DO THIS
Starting at the line that contains "In the picture above, where can the locomotive cab", copy each line through the end of the listing below. Include both ends and output nothing more.
○ ○ ○ ○ ○
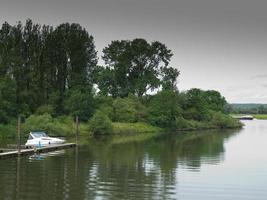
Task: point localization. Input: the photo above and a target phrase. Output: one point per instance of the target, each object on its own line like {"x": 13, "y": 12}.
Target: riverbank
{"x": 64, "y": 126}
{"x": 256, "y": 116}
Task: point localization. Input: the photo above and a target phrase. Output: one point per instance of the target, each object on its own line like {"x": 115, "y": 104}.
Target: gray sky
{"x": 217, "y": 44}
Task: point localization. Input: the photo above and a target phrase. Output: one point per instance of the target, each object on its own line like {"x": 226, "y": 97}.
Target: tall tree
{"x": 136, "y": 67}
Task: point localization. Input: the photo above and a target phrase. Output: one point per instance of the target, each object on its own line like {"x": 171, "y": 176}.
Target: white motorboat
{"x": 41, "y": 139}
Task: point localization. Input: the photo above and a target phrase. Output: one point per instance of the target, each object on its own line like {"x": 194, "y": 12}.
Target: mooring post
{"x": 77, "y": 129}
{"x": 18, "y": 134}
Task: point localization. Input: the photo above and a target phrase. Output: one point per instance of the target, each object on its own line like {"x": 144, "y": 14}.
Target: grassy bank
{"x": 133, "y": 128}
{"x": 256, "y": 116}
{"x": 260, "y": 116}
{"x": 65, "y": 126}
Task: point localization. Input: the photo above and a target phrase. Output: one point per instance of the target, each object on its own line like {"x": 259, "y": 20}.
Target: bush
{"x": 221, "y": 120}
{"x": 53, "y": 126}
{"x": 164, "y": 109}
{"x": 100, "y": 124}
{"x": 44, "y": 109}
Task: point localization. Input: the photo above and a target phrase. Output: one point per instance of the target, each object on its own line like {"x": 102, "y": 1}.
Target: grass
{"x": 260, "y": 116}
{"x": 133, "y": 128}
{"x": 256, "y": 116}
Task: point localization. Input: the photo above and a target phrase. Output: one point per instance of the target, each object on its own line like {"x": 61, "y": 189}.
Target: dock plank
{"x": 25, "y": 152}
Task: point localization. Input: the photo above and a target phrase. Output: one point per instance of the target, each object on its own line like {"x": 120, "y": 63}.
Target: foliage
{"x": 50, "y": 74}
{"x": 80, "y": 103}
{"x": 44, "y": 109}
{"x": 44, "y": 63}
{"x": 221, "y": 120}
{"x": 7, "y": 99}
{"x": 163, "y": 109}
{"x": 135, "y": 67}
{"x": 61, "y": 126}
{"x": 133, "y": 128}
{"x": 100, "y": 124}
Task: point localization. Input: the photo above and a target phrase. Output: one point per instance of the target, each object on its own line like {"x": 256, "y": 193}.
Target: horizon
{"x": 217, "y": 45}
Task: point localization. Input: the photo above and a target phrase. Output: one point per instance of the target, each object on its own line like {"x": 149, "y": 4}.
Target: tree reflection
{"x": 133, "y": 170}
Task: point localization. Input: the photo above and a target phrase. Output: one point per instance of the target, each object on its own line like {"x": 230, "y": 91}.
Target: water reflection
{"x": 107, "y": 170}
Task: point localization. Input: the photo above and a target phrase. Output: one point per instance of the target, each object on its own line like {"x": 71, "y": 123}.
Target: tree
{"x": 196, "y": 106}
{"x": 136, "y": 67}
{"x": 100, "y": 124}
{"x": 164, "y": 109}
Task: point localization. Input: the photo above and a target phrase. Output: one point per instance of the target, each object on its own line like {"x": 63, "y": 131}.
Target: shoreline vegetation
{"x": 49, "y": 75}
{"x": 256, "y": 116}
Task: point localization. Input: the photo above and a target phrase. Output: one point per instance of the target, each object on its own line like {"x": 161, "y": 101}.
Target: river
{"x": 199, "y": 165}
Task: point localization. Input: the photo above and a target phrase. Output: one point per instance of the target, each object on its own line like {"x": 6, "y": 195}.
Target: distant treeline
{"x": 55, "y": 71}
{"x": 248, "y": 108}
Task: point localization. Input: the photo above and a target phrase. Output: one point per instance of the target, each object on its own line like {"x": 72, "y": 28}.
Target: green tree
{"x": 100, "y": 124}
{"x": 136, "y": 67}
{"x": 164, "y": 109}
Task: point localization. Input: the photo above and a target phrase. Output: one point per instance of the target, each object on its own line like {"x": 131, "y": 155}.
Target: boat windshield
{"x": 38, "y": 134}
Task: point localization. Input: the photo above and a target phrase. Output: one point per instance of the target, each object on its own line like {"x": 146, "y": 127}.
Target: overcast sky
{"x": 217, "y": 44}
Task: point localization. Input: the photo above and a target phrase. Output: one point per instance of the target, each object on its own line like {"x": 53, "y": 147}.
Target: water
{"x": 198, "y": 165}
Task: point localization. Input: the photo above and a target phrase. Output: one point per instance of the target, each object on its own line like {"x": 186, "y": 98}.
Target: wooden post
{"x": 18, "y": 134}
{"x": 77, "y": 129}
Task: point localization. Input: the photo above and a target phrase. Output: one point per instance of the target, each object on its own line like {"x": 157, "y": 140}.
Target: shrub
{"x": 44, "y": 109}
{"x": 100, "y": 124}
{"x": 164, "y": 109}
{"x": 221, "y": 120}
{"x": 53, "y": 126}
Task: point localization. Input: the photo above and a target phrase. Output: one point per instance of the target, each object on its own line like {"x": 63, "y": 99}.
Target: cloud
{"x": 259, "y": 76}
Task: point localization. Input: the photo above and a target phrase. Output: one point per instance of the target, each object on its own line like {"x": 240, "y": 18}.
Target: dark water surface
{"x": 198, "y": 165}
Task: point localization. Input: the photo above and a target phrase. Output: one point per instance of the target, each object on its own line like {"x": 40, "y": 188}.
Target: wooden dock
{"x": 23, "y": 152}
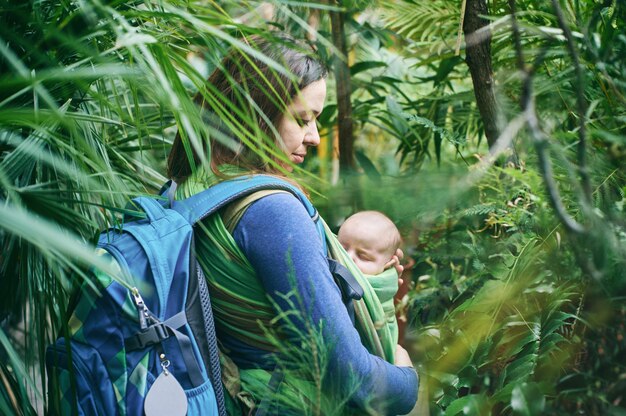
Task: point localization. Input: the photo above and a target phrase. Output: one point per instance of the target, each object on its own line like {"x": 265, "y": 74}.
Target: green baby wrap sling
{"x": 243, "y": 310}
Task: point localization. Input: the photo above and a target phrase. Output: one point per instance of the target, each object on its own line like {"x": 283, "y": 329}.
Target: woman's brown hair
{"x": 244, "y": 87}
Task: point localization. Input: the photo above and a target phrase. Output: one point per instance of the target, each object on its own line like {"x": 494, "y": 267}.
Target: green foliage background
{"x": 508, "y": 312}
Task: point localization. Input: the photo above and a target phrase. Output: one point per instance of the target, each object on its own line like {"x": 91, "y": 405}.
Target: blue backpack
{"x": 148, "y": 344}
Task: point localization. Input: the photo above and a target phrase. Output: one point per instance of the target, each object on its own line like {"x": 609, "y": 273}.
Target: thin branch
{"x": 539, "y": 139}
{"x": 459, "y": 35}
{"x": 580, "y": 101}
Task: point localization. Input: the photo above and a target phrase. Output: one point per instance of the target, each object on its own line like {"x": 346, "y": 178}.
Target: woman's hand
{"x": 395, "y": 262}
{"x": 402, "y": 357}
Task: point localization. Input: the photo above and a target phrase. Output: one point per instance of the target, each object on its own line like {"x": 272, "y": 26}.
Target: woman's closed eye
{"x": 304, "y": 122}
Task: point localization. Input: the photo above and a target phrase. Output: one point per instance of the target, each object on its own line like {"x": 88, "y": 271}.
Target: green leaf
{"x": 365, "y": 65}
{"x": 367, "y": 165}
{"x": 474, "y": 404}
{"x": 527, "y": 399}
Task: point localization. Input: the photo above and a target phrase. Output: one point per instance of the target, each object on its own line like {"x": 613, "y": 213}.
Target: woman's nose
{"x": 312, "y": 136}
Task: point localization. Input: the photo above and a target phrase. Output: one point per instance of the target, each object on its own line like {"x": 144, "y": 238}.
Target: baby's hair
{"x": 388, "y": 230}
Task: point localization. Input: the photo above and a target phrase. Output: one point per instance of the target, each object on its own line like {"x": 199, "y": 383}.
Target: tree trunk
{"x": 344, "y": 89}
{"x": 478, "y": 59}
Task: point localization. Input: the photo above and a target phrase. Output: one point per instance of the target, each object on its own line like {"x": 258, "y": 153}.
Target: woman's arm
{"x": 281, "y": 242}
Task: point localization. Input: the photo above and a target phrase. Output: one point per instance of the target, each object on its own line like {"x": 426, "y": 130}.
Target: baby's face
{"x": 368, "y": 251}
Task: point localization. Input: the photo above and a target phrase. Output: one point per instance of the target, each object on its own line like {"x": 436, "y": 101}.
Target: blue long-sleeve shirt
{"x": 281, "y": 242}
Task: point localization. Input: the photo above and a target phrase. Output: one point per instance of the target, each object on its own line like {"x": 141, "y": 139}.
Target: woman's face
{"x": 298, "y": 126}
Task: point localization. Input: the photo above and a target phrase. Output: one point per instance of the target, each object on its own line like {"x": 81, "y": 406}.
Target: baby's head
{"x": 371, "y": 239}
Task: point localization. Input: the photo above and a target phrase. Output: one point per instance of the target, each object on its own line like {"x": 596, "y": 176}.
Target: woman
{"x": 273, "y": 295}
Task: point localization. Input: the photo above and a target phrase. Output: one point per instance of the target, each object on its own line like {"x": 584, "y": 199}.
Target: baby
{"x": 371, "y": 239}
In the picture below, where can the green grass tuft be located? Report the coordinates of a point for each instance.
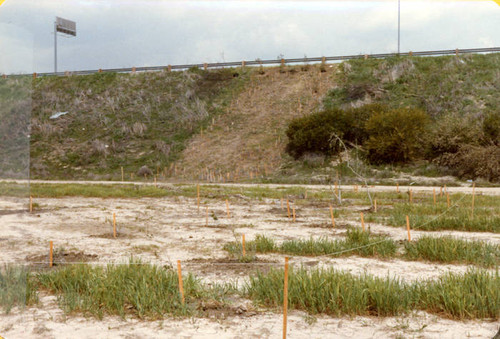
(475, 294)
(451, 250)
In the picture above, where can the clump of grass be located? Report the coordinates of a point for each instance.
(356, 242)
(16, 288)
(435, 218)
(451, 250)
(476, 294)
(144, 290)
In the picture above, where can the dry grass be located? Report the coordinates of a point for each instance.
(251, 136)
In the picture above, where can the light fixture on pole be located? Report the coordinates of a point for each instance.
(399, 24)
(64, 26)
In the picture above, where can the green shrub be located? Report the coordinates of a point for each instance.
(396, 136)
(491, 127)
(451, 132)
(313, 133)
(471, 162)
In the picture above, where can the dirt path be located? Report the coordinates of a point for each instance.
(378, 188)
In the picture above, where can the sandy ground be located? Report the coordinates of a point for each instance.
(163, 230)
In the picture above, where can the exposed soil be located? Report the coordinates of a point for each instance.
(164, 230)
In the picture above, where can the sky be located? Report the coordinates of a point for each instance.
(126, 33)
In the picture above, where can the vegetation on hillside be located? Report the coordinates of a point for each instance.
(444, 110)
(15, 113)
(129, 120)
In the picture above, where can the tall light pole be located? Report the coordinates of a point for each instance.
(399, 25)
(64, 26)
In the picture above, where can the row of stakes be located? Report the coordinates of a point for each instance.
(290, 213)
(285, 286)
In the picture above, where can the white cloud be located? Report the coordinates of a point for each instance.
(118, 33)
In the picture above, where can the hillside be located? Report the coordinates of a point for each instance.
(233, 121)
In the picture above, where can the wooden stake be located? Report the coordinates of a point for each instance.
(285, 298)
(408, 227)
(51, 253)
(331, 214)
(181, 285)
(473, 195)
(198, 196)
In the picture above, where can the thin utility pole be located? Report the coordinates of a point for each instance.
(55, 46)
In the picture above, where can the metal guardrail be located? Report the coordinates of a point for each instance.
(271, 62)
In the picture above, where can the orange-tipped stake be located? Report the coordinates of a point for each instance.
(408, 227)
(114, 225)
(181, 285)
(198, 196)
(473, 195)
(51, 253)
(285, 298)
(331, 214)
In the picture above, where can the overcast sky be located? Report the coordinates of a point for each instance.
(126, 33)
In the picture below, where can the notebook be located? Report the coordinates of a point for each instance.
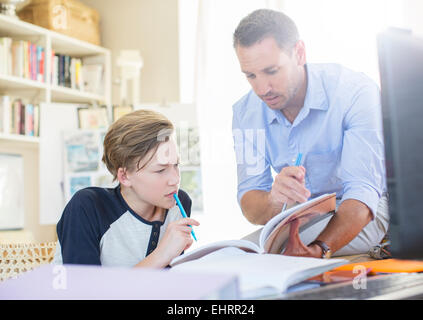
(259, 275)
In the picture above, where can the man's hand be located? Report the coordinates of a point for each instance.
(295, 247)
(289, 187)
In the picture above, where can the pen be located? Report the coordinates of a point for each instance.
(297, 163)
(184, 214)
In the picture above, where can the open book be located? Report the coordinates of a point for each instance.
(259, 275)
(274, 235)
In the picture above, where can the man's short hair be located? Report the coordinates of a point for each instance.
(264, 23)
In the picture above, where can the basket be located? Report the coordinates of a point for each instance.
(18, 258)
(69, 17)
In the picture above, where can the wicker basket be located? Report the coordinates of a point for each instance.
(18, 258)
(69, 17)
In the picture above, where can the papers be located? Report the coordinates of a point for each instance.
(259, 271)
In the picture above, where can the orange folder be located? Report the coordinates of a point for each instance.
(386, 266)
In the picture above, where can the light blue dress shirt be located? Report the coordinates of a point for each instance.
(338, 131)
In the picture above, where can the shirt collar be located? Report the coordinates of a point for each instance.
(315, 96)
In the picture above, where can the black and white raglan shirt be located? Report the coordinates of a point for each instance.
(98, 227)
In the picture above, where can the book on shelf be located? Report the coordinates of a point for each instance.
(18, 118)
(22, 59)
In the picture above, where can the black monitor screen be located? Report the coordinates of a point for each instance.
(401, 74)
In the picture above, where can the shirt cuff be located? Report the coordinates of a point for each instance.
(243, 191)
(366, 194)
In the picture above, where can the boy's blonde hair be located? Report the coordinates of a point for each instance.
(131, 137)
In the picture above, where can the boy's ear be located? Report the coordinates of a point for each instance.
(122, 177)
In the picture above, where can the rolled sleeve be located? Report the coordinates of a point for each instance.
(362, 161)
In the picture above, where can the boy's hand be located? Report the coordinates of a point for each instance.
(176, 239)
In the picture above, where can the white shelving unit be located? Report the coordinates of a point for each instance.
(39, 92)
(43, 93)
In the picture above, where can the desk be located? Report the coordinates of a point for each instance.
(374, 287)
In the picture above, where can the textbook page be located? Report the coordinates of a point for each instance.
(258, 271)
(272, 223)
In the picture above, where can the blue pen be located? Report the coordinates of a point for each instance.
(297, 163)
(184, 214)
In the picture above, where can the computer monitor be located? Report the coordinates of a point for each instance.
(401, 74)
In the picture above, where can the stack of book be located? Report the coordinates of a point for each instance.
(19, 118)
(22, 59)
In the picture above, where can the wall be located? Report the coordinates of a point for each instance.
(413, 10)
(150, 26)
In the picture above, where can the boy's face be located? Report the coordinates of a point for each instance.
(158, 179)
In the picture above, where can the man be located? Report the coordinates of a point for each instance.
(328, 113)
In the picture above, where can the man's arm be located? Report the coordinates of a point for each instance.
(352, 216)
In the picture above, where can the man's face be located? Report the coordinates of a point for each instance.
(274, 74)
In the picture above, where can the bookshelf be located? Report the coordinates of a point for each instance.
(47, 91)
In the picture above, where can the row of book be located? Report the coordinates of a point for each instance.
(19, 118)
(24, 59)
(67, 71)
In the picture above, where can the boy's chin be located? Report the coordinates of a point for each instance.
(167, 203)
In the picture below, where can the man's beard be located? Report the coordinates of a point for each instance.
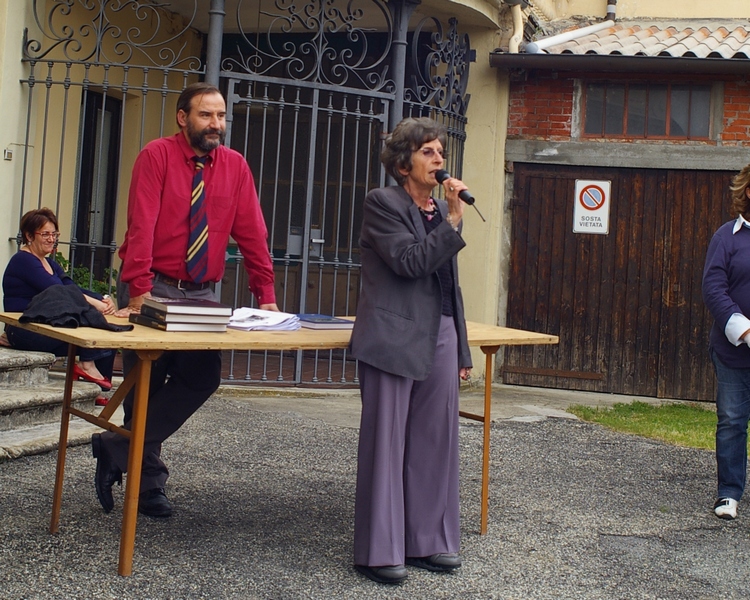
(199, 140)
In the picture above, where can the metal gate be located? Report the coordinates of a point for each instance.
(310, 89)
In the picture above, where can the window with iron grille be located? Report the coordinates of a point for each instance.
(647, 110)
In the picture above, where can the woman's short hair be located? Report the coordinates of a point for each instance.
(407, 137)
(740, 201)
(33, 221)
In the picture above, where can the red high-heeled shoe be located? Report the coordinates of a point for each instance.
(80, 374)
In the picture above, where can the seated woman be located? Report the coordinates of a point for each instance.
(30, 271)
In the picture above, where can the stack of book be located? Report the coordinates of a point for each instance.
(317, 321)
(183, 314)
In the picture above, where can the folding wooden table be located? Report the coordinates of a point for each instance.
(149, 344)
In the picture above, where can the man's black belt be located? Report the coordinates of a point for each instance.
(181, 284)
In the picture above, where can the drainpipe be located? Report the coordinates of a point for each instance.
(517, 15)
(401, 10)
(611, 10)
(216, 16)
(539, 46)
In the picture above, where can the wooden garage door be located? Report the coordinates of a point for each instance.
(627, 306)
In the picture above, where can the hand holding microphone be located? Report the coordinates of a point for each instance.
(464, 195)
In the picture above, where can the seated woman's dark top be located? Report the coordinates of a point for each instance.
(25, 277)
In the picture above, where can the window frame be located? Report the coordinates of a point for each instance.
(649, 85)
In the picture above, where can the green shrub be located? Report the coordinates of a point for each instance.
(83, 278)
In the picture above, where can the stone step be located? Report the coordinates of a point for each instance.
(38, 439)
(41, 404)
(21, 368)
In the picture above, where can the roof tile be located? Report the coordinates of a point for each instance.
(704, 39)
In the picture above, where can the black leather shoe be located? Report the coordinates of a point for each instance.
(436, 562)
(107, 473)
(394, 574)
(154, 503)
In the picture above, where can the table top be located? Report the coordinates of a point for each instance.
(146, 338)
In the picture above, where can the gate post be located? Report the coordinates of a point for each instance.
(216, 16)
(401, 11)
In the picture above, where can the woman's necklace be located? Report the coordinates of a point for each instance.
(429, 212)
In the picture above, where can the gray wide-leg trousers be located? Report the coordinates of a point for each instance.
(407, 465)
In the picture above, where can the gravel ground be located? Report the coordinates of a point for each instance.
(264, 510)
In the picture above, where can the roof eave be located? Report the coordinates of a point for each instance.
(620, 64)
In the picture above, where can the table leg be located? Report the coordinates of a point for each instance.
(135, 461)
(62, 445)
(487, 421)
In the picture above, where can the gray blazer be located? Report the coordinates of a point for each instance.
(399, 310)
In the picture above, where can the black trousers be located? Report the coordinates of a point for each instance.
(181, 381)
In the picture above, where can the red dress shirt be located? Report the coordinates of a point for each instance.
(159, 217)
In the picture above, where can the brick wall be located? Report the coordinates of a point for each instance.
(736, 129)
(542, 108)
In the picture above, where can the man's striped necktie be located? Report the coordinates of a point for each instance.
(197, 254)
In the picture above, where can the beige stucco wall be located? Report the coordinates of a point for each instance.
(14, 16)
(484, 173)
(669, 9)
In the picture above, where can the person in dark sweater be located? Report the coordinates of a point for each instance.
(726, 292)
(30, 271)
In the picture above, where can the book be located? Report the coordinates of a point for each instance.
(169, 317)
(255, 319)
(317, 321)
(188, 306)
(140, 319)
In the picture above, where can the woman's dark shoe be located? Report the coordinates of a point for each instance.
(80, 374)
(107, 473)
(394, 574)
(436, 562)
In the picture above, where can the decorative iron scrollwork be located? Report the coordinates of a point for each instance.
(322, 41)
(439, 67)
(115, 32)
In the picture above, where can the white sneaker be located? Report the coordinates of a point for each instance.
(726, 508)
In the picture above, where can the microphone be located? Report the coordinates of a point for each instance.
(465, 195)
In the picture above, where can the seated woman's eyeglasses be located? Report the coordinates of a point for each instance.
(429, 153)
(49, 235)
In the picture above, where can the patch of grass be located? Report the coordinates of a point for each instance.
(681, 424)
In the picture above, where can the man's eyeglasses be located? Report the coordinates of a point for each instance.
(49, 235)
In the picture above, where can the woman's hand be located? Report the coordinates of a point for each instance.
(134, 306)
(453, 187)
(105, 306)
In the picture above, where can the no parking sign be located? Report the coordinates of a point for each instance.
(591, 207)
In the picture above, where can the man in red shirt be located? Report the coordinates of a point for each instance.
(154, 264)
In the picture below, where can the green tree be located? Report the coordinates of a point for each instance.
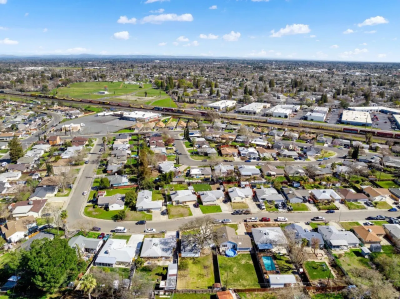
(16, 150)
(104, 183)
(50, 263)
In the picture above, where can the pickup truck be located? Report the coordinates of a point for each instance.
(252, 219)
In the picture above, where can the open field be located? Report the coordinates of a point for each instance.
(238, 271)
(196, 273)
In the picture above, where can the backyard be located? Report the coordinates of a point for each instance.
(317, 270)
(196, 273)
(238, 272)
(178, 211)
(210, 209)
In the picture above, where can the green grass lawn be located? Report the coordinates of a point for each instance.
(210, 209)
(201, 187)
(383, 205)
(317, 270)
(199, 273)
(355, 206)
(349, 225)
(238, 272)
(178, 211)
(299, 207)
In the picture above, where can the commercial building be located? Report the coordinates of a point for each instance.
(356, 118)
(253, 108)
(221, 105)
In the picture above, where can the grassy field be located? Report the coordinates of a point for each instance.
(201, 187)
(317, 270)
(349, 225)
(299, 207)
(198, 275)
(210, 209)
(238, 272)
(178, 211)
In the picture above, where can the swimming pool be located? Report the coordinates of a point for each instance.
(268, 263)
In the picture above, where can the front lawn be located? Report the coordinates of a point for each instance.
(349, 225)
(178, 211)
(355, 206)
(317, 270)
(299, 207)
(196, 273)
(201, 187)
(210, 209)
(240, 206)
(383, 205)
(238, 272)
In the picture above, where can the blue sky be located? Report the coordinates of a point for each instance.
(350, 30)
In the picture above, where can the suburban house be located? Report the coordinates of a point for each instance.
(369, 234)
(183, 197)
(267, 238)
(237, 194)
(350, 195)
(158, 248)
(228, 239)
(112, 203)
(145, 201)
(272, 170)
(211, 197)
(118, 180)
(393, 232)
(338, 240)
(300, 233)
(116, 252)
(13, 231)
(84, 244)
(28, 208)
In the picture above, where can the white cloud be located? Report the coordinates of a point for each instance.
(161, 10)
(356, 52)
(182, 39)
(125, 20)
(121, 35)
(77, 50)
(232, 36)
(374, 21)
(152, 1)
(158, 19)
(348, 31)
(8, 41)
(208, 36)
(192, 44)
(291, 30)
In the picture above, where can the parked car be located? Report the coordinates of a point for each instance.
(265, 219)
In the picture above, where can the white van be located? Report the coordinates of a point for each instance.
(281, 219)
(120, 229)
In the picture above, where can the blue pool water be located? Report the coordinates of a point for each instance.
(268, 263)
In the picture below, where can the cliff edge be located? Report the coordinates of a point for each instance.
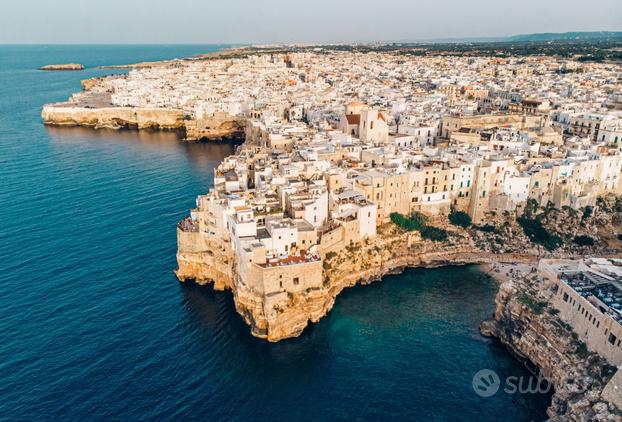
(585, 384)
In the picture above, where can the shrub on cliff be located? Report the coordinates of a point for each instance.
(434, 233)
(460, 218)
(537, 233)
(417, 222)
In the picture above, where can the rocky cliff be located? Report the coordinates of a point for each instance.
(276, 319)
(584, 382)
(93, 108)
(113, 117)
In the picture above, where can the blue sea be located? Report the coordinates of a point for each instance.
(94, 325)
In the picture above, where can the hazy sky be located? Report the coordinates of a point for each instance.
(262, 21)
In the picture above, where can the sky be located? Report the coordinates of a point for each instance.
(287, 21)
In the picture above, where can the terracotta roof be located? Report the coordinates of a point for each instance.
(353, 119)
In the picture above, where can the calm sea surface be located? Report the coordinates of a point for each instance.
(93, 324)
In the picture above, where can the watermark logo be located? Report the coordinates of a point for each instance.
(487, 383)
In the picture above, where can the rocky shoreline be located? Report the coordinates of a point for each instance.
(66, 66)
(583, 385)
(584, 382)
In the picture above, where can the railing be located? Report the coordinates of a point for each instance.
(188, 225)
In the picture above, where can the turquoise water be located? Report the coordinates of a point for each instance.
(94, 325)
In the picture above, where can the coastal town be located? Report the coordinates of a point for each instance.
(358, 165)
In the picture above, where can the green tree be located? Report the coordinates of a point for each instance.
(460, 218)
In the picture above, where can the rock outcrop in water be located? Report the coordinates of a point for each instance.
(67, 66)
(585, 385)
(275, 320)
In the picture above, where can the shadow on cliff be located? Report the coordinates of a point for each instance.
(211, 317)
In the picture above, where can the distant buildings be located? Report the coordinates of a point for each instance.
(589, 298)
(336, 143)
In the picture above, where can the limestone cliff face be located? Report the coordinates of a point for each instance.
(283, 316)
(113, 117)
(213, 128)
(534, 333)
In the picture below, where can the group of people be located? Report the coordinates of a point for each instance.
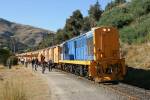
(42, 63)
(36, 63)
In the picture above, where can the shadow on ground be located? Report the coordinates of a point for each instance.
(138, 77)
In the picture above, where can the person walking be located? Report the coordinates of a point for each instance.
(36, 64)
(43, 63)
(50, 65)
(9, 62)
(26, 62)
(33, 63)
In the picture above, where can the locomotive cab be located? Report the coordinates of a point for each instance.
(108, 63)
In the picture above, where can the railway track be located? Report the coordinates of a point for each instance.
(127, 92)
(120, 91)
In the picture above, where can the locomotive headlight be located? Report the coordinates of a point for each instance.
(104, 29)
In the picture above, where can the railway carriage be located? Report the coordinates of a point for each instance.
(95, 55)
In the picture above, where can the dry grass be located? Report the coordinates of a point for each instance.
○ ○ ○ ○ ○
TASK SOLUTION
In the picture above, where can the locomotive cab be located? Report the coordinates of a point for each instance.
(108, 63)
In the picture above, where can the railway track be located? Report the coordinates of a point for each instance.
(127, 92)
(120, 91)
In the picture above, where can the locomotive headlight be located? Report the coordinates of a point for each instance.
(104, 29)
In the picture above, where can the railway carriage be located? Report the coordinates of a point for each instance.
(95, 55)
In the picture above, where can the dry grass be located? Report the coordinates of a point for each instance.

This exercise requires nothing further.